[Stated exercise 1] In the financial results text, what amount did interest payments reach?
[Stated exercise 2] Render this sentence from the financial results text in French: "The reporting period comprises 26 trading weeks compared to 27 weeks in the prior period."

[Text section]
▬▬▬
International turnover increased by 3.6%. While export volumes have recovered the business has been impacted by the increased costs of
canned fruit due to the ongoing drought in the Western Cape and the strengthening of the Rand against the group's trading currencies.
The reporting period comprises 26 trading weeks compared to 27 weeks in the prior period.
The group's gross profit margin was lower at 25.3% (2017: 27.1%) owing mainly to increased costs and the adverse currency impact in the
International business. The regional gross profit margin was impacted negatively by lower margins in the Ma Baker business. The gross profit
margin of the Long Life component of the regional business was maintained at last year's levels.
Operating costs, excluding the impact of the two acquisitions, grew by 9.2%. Depreciation and amortisation increased by R19 million owing to the
higher level of capital expenditure in the past two years and the acquisitions of Pakco and Ma Baker at the end of the prior period. Once-off costs
relating to the Ma Baker integration and the relocation of the snacking plant (formerly Alibaba Foods) to the Groot Drakenstein production facility
also contributed to the increase.
The group operating margin declined from 9.7% to 6.5%. The regional operating margin reduced from 9.2% to 7.8% owing to the dilution caused
by the Ma Baker business and the once-off costs referred to above. The regional margin on a comparable basis was in line with the prior period.
The weak market for industrial purees, increased canned fruit costs and strengthening currency contributed to the international segment posting
a loss for the first half.
Interest payments were R17.4 million higher at R51.9 million due to the increased capital investment programme and funding for the
Ma Baker acquisition.
Profit after tax declined by 35.1% to R80.9 million with headline earnings 34.8% lower at R82.4 million. Diluted headline earnings per share
decreased by 38.9% to 31.4 cents, in line with the group's trading statement issued on 20 March 2018. The weighted average number of shares
in issue has increased by 15.9 million or 6.7% over the prior six-month period.
The ongoing focus on efficient working capital management is reflected in the increase in net working capital being contained to 7.2%.
Cash generated from operations of R135.8 million was R42.3 million higher than the prior period due to the lower investment in working capital.
The group's net debt to equity ratio increased to 60.4% (2017: 45.2%) owing to the higher level of funding for the capital investment programme.
The group invested R268 million (2017: R233 million) in capital projects in the first half. Major projects include capacity expansion at the Gauteng
pie and bakery facilities, commissioning a new baked bean production facility, upgrading facilities at Pakco and Ma Baker, and the installation of a
clear juice concentrate plant at the Groot Drakenstein production hub to further vertically integrate the fruit juice operation.
▬▬▬
Saved data entries:
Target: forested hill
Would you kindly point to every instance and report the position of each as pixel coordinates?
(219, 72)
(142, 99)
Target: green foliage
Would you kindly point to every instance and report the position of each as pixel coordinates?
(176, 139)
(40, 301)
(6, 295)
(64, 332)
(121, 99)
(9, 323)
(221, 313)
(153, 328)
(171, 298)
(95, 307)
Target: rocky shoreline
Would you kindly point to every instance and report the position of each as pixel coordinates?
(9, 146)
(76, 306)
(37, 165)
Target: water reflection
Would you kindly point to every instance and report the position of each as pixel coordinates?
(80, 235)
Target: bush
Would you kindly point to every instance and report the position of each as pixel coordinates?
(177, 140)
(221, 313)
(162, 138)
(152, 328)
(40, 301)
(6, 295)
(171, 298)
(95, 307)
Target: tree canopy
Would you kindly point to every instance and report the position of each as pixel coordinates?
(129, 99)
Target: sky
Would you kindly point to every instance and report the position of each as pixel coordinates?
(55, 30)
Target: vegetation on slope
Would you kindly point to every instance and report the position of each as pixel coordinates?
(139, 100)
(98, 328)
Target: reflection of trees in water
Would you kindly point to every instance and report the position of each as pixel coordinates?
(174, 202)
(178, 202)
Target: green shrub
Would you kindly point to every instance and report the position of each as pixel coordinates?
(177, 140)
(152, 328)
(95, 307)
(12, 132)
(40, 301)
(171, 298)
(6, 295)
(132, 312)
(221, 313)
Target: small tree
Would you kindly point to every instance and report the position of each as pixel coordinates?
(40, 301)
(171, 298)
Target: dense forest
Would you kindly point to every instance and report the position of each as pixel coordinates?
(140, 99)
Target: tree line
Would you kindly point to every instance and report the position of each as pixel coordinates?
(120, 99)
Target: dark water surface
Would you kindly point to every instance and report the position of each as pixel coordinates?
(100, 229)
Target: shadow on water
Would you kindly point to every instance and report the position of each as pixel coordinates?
▬▬▬
[Reply 1] R51.9 million.

[Reply 2] La période de référence comprend 26 semaines d'activité, contre 27 semaines lors de la période précédente.